### Entries provided:
________

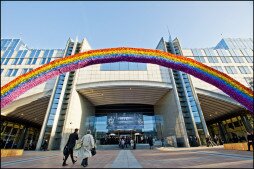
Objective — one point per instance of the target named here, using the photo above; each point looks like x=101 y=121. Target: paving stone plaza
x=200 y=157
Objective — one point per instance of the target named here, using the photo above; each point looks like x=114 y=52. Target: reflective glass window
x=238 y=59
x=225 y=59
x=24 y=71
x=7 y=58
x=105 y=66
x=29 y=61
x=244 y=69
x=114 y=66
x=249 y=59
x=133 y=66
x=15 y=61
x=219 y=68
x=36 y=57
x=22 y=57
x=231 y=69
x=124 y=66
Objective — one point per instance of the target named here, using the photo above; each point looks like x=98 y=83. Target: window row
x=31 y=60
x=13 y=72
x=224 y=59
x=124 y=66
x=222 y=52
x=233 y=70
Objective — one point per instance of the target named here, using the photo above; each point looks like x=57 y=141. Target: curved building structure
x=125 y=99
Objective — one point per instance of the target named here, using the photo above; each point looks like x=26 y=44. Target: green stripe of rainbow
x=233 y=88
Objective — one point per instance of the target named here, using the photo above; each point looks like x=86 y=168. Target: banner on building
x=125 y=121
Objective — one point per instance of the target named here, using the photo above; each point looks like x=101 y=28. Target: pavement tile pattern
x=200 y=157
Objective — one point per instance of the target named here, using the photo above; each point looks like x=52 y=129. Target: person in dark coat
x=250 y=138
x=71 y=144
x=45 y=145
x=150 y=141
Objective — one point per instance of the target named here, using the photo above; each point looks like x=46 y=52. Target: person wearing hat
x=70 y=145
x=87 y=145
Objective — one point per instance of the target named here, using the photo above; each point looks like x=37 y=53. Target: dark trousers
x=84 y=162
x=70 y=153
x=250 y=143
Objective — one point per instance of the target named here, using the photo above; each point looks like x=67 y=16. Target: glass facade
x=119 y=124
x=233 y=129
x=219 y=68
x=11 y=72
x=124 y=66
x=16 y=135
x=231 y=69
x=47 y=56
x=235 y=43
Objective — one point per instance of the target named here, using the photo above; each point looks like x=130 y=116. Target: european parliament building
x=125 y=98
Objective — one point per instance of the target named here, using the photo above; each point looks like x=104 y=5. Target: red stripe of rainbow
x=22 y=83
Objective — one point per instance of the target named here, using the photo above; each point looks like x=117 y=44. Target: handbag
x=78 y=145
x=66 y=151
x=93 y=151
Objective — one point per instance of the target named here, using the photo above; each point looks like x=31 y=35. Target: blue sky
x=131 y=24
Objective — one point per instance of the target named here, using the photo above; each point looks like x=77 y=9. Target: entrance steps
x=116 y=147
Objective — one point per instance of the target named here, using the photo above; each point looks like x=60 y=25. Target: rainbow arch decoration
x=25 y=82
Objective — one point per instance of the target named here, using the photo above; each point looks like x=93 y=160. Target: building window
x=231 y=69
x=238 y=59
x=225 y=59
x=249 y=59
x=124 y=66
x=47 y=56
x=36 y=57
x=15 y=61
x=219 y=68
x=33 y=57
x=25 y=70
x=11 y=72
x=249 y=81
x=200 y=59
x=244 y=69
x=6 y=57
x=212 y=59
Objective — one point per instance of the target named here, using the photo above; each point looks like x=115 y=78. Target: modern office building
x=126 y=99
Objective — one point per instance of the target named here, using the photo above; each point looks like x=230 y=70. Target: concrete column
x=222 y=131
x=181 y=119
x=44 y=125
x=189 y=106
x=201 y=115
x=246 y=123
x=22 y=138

________

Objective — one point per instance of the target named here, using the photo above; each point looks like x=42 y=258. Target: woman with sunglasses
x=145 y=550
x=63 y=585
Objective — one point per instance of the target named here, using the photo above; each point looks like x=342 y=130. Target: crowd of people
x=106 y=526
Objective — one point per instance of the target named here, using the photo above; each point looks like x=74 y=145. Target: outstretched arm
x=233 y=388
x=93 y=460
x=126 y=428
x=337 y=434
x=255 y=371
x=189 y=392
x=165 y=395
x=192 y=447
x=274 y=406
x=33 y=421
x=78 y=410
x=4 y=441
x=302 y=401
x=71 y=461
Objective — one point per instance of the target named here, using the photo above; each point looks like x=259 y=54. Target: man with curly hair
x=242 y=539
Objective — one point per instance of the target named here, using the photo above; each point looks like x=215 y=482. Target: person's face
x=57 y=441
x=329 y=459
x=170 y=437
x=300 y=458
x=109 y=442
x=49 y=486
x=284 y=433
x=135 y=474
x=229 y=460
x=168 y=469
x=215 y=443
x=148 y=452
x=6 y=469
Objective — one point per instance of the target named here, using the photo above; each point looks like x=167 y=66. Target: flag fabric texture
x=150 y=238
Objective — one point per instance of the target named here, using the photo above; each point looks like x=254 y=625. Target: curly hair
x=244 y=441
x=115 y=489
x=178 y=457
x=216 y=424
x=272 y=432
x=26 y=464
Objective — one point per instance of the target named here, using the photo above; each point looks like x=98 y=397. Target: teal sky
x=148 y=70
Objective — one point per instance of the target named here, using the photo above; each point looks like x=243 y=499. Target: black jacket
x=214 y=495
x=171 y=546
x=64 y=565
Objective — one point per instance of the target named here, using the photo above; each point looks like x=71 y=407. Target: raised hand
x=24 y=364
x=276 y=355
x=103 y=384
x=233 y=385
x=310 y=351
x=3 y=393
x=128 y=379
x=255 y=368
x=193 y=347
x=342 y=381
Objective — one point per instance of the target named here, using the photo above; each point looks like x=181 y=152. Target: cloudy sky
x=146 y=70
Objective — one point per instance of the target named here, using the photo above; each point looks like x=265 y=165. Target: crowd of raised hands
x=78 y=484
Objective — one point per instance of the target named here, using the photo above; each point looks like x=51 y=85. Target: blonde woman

________

### Problem details:
Copy the lines of the data above exactly as written, beginning with the line containing "Target: curly hair" and ending with the line containing "Target: blonde woman", and leave out all other lines.

### Solution for this task:
Objective — one point per instance of the target named here, using the photo above; each point looks like x=254 y=625. Target: curly hair
x=244 y=441
x=115 y=489
x=178 y=457
x=216 y=424
x=272 y=432
x=26 y=464
Objective — one point per instance of the target named here, using the photo above; each point looks like x=98 y=397. Target: teal sky
x=148 y=70
Objective — one point per instance of the target named here, using the photo above; each point looks like x=243 y=499. Target: black jacket
x=214 y=495
x=171 y=546
x=64 y=565
Objective — one point per instance of the target named here, using the photo above; each point looks like x=71 y=407. Target: raised hand
x=24 y=364
x=276 y=355
x=103 y=384
x=233 y=385
x=310 y=351
x=3 y=393
x=128 y=379
x=255 y=368
x=193 y=347
x=342 y=381
Objective — one point per instance of the target named here, using the photo above; each point looks like x=181 y=152. Target: cloudy sky
x=146 y=70
Objective — one point per instance of the target named here, using the photo above; each point looks like x=265 y=165. Target: crowd of raised hands
x=78 y=484
Objective — one point per instance of the target named here, using the photo above; each point looks like x=51 y=85. Target: blonde woman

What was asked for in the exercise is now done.